== Exercise data ==

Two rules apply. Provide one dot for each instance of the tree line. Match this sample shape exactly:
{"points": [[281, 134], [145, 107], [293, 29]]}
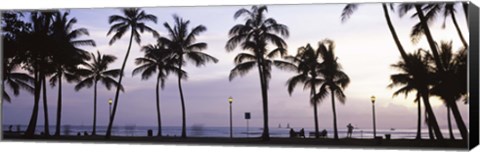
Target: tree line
{"points": [[47, 47]]}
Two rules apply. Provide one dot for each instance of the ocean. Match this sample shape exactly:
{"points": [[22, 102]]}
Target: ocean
{"points": [[238, 132]]}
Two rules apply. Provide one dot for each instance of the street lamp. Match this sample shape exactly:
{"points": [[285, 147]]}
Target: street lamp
{"points": [[110, 111], [230, 100], [373, 111]]}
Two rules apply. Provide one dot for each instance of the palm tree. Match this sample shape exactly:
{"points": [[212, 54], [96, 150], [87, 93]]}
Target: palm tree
{"points": [[67, 57], [350, 8], [158, 60], [254, 36], [96, 71], [307, 61], [12, 30], [450, 85], [15, 80], [415, 76], [446, 9], [335, 80], [38, 44], [181, 42], [404, 8], [133, 19]]}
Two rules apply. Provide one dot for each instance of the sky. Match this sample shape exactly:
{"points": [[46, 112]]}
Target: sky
{"points": [[364, 47]]}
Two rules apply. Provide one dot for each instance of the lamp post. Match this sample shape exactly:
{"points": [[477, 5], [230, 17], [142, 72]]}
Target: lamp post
{"points": [[373, 111], [110, 107], [230, 100]]}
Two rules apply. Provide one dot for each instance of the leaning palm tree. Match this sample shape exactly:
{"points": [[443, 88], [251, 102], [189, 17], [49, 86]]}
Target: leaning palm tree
{"points": [[415, 76], [94, 72], [67, 56], [133, 19], [450, 85], [404, 8], [38, 44], [15, 80], [307, 61], [432, 12], [158, 60], [350, 9], [181, 42], [254, 36], [335, 80]]}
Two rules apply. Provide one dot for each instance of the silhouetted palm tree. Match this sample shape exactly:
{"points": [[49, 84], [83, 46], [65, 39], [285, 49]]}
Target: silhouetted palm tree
{"points": [[335, 80], [38, 44], [451, 84], [350, 8], [133, 19], [12, 30], [158, 59], [446, 9], [307, 61], [181, 42], [416, 76], [15, 80], [254, 36], [96, 71], [403, 9], [67, 57]]}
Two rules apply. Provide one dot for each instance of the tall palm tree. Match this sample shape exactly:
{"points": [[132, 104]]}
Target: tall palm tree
{"points": [[432, 12], [335, 80], [94, 72], [181, 42], [254, 36], [450, 85], [413, 77], [15, 80], [12, 30], [419, 13], [133, 19], [67, 56], [157, 59], [38, 44], [307, 61], [350, 9]]}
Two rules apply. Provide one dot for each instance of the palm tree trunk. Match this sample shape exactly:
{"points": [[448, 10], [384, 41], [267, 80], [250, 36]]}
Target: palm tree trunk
{"points": [[184, 123], [465, 10], [33, 119], [312, 100], [109, 129], [449, 123], [432, 121], [458, 119], [45, 107], [264, 85], [430, 40], [394, 33], [158, 107], [335, 131], [452, 14], [419, 123], [59, 105], [94, 132], [430, 131]]}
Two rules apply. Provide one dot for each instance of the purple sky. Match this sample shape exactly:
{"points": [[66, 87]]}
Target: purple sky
{"points": [[364, 48]]}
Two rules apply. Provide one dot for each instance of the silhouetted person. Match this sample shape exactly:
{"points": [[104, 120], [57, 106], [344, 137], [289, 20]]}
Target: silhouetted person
{"points": [[302, 133], [292, 133], [323, 133], [350, 130]]}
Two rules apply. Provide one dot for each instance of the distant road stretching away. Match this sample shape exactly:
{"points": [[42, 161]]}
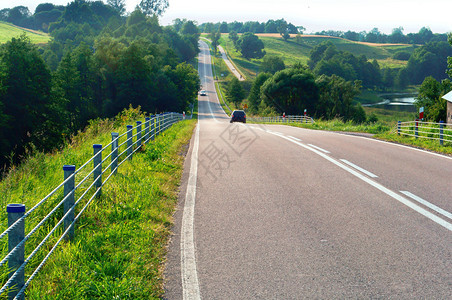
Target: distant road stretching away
{"points": [[277, 212]]}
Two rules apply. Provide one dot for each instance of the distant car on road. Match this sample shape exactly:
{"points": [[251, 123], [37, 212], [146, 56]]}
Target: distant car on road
{"points": [[238, 116]]}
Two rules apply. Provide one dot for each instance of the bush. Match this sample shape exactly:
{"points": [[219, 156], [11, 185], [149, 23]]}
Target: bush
{"points": [[401, 55]]}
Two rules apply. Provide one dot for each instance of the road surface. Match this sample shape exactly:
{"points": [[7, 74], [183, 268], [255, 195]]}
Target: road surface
{"points": [[277, 212]]}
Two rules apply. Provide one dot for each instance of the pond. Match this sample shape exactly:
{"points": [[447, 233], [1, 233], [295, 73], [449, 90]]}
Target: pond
{"points": [[396, 102]]}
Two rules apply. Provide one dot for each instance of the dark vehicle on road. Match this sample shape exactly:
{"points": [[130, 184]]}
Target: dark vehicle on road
{"points": [[238, 116]]}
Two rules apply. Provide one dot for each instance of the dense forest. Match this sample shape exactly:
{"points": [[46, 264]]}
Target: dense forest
{"points": [[281, 26], [332, 79], [98, 63]]}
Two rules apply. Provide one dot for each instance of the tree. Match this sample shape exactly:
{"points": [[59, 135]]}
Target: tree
{"points": [[224, 27], [215, 37], [154, 7], [189, 27], [430, 97], [428, 60], [235, 92], [336, 97], [26, 99], [272, 64], [283, 30], [233, 37], [397, 36], [187, 83], [118, 5], [449, 59], [251, 46], [291, 90], [254, 98]]}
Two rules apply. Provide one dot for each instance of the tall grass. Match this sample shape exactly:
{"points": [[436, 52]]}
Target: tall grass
{"points": [[120, 240]]}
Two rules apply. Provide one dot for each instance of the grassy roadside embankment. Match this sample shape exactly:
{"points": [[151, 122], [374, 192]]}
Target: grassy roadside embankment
{"points": [[119, 245]]}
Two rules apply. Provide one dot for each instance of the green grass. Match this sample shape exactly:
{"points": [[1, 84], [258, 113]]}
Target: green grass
{"points": [[432, 145], [292, 52], [9, 31], [119, 246]]}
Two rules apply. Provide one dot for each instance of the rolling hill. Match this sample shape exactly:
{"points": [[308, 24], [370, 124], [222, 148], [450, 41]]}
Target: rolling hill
{"points": [[293, 52], [8, 31]]}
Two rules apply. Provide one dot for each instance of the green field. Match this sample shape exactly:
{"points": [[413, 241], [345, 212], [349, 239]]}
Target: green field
{"points": [[9, 31], [292, 52], [120, 240]]}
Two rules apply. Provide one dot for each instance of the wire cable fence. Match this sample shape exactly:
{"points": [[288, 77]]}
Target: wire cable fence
{"points": [[441, 132], [63, 213], [281, 119]]}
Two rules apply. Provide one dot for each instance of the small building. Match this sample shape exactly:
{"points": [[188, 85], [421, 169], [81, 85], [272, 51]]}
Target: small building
{"points": [[448, 98]]}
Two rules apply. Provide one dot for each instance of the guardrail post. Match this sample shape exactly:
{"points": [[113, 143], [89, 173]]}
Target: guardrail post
{"points": [[98, 168], [441, 134], [159, 121], [129, 141], [153, 127], [138, 133], [416, 134], [146, 130], [15, 236], [114, 152], [69, 191]]}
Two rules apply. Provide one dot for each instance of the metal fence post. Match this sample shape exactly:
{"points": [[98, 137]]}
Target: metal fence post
{"points": [[69, 191], [146, 130], [15, 236], [416, 134], [441, 135], [98, 167], [153, 127], [129, 141], [114, 152], [138, 133]]}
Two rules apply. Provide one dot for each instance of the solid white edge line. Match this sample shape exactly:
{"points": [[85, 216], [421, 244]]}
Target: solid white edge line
{"points": [[370, 174], [385, 190], [318, 148], [294, 138], [385, 142], [428, 204], [189, 275]]}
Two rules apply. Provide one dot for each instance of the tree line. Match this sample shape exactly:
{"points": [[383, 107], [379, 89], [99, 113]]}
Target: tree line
{"points": [[424, 36], [328, 85], [93, 68]]}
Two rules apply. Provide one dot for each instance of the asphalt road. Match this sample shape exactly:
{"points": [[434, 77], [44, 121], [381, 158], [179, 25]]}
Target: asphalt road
{"points": [[277, 212]]}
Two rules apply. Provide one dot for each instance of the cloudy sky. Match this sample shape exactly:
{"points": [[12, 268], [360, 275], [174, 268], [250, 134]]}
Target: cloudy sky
{"points": [[314, 15]]}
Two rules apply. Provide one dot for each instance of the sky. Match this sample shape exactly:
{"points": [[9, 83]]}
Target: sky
{"points": [[314, 15]]}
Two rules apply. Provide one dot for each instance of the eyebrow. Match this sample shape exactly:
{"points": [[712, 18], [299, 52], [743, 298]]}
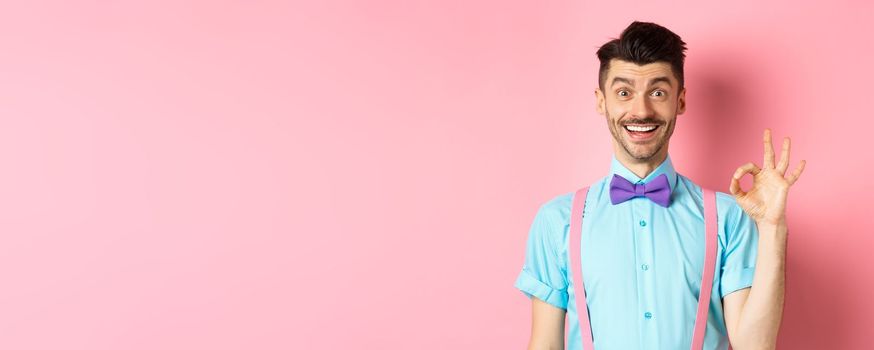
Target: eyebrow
{"points": [[631, 82]]}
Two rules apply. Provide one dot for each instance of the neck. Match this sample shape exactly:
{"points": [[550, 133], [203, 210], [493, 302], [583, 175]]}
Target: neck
{"points": [[640, 167]]}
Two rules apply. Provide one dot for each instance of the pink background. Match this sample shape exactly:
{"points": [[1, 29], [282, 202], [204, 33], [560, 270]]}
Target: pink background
{"points": [[363, 174]]}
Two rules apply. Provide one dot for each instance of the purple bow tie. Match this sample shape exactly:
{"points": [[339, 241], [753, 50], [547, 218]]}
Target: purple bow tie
{"points": [[658, 190]]}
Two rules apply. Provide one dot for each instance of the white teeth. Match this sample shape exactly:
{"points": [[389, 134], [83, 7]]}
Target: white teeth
{"points": [[640, 128]]}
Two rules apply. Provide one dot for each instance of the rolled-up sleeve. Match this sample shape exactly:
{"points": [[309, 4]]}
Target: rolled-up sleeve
{"points": [[543, 275], [741, 247]]}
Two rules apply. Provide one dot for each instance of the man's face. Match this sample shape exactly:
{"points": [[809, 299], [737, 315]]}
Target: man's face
{"points": [[641, 104]]}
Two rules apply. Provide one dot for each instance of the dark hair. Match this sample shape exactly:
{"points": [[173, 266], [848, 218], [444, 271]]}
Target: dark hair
{"points": [[642, 43]]}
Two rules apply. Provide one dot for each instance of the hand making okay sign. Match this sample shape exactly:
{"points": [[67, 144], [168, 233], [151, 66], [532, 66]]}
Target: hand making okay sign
{"points": [[765, 202]]}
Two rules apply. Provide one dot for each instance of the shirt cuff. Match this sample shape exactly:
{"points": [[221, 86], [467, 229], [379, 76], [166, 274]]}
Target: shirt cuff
{"points": [[736, 279], [532, 287]]}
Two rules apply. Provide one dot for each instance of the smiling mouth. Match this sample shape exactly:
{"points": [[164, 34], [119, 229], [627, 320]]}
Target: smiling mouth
{"points": [[641, 131]]}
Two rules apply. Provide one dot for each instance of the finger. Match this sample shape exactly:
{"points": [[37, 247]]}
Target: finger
{"points": [[746, 168], [769, 151], [784, 156], [735, 188], [796, 173]]}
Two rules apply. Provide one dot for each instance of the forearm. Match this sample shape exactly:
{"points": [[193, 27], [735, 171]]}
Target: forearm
{"points": [[760, 317]]}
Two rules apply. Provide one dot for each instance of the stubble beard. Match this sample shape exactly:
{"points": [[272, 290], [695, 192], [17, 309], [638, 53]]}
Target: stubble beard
{"points": [[633, 150]]}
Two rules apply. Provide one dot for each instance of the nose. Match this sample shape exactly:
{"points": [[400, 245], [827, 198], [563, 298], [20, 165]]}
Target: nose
{"points": [[641, 107]]}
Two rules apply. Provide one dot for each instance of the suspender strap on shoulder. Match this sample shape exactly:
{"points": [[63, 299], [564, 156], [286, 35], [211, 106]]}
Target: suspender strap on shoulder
{"points": [[576, 230], [575, 261]]}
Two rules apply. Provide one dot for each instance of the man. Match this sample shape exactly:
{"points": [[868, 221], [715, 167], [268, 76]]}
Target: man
{"points": [[642, 260]]}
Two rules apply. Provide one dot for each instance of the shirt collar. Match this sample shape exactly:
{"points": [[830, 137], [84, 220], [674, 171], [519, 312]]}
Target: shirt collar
{"points": [[666, 168]]}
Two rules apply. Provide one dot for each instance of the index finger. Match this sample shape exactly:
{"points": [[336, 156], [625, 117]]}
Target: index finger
{"points": [[768, 162]]}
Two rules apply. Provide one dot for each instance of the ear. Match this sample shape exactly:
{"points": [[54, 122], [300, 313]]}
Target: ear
{"points": [[600, 104], [681, 102]]}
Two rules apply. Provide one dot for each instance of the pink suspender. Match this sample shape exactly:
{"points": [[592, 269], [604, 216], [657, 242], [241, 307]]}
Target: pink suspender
{"points": [[710, 238]]}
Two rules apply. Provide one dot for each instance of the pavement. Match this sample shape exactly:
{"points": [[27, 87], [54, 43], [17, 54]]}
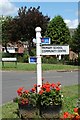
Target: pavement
{"points": [[12, 80]]}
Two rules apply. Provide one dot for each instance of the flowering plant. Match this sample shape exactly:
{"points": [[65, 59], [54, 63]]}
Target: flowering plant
{"points": [[49, 94], [74, 116]]}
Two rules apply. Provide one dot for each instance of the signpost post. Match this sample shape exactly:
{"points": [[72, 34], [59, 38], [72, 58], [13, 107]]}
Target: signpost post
{"points": [[55, 50], [38, 55]]}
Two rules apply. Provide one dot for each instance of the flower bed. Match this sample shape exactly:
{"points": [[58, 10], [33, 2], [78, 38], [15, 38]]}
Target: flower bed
{"points": [[49, 97]]}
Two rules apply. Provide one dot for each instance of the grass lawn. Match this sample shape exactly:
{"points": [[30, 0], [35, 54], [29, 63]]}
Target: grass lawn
{"points": [[70, 98], [32, 67]]}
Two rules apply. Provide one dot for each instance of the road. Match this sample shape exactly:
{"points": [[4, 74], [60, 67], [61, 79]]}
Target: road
{"points": [[12, 80]]}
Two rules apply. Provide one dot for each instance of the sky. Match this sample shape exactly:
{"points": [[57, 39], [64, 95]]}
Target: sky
{"points": [[68, 10]]}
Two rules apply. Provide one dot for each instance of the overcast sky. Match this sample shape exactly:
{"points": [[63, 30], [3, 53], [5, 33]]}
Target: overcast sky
{"points": [[68, 10]]}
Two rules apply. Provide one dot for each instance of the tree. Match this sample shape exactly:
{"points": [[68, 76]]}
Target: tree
{"points": [[22, 27], [75, 43], [58, 31], [28, 20]]}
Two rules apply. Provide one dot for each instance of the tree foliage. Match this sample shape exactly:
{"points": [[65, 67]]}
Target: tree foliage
{"points": [[75, 43], [58, 31], [22, 27]]}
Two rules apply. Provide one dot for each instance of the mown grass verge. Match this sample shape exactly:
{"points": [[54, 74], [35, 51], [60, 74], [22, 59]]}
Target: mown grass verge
{"points": [[70, 98], [32, 67]]}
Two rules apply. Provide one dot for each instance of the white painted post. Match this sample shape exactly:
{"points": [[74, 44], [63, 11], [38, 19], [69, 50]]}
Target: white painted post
{"points": [[59, 57], [38, 55]]}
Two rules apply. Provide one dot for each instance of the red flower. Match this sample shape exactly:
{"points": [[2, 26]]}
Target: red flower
{"points": [[76, 110], [19, 91], [35, 85], [58, 83], [38, 85], [57, 88], [41, 92], [47, 89], [26, 91], [33, 89], [53, 85], [42, 79], [66, 115]]}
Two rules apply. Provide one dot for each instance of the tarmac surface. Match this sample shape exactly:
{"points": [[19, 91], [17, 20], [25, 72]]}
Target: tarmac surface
{"points": [[12, 80]]}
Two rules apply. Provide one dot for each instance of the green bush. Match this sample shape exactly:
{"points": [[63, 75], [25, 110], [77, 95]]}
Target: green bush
{"points": [[49, 60]]}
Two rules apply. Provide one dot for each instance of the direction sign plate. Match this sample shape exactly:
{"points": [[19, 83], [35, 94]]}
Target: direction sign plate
{"points": [[55, 50], [45, 40]]}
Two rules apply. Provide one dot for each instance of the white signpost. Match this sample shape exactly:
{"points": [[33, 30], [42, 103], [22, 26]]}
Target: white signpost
{"points": [[38, 55], [55, 50], [46, 50]]}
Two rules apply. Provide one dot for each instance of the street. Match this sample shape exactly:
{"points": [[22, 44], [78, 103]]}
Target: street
{"points": [[12, 80]]}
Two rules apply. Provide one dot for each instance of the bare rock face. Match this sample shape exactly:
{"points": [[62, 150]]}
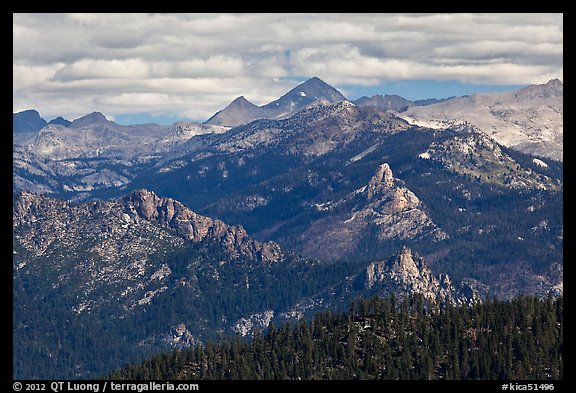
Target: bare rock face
{"points": [[530, 120], [406, 272], [382, 178], [194, 227], [179, 337], [246, 326], [384, 202]]}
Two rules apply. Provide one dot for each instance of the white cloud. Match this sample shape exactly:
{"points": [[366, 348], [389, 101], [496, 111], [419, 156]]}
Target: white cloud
{"points": [[195, 64]]}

===

**Task prompt:** Nothing but the lines from the first line of the data through the line with "the silhouetted palm" belongs in the answer, copied exactly and without pictures.

**Response to the exercise:**
Two rules apply. Provide one dot for each instance of the tree line. Match this sample shape exactly:
{"points": [[281, 134], [145, 107], [293, 29]]}
Target: tree line
{"points": [[47, 47]]}
Two rules apply. Provide one dot for each instance of the ocean. Match this sample shape exactly:
{"points": [[22, 102]]}
Target: ocean
{"points": [[238, 132]]}
Two rules apply. Provide one dot for each instance of the street lamp. Match this sample shape exactly:
{"points": [[285, 147]]}
Target: street lamp
{"points": [[110, 111], [230, 100], [373, 111]]}
Two rules apply. Provide one dot for each instance of the palm tree. Match this sample shape exactly:
{"points": [[212, 54], [96, 150], [87, 93]]}
Target: palm tree
{"points": [[67, 57], [350, 8], [158, 60], [254, 36], [96, 71], [307, 61], [12, 30], [450, 85], [15, 80], [415, 76], [446, 9], [335, 80], [38, 44], [181, 42], [404, 8], [133, 19]]}
Two rules apply. Provide one dot for each instance of the sky. Match this sample shape exactly:
{"points": [[46, 112]]}
Target: sky
{"points": [[364, 47]]}
Two rules apply. Provide one dot for each instance of the lamp post. Match this sample shape exactly:
{"points": [[477, 5], [230, 17], [142, 72]]}
Target: lamp post
{"points": [[373, 111], [110, 107], [230, 100]]}
Two rules apply. Provide one dot for each instance of the leaning palm tree. Match this sample shape exactly:
{"points": [[443, 88], [251, 102], [189, 17], [49, 86]]}
Target: leaning palm tree
{"points": [[415, 76], [94, 72], [67, 56], [133, 19], [450, 85], [404, 8], [38, 44], [15, 80], [307, 61], [432, 12], [158, 60], [350, 9], [181, 42], [254, 36], [335, 80]]}
Two rules apply. Provide one dot for each instance of the silhouetted palm tree. Match this sample shape exactly:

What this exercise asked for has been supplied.